Task details: Quote every one of the lines below word for word, leaving the pictures out of your answer.

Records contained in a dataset
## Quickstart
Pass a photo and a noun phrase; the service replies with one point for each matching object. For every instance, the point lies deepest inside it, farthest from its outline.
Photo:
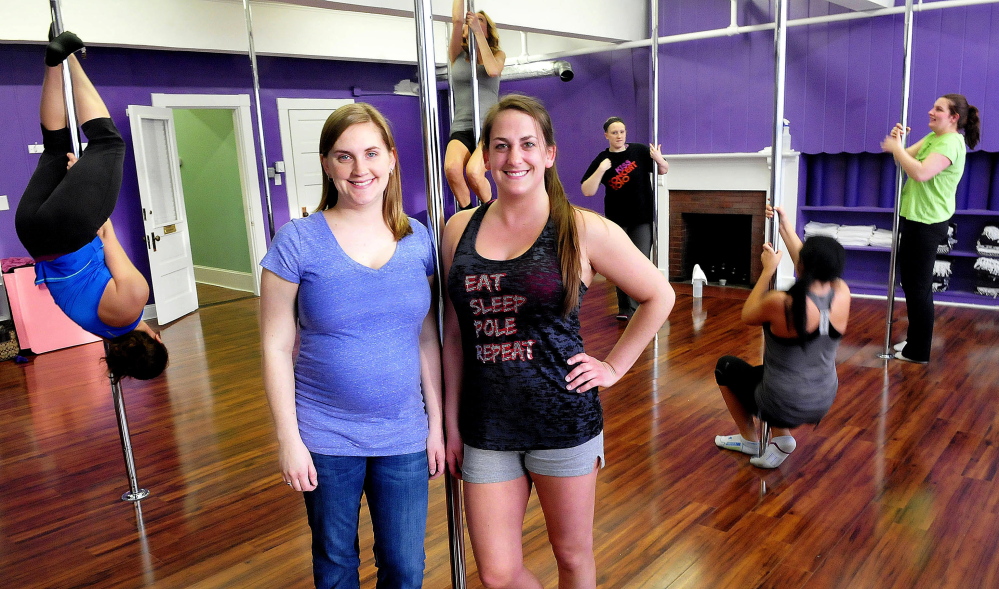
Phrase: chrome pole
(776, 163)
(899, 178)
(777, 144)
(134, 493)
(450, 109)
(67, 81)
(654, 89)
(432, 165)
(260, 118)
(473, 58)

Solution to this exercise:
## Quickstart
Pass a photo and a noun phrase; the service replies with one point for each matching object. For every instance, the point lies deepest inside it, farthest from its outline.
Photo:
Phrase: chrome pole
(776, 163)
(899, 178)
(777, 144)
(134, 493)
(450, 109)
(67, 81)
(654, 89)
(432, 165)
(260, 118)
(473, 58)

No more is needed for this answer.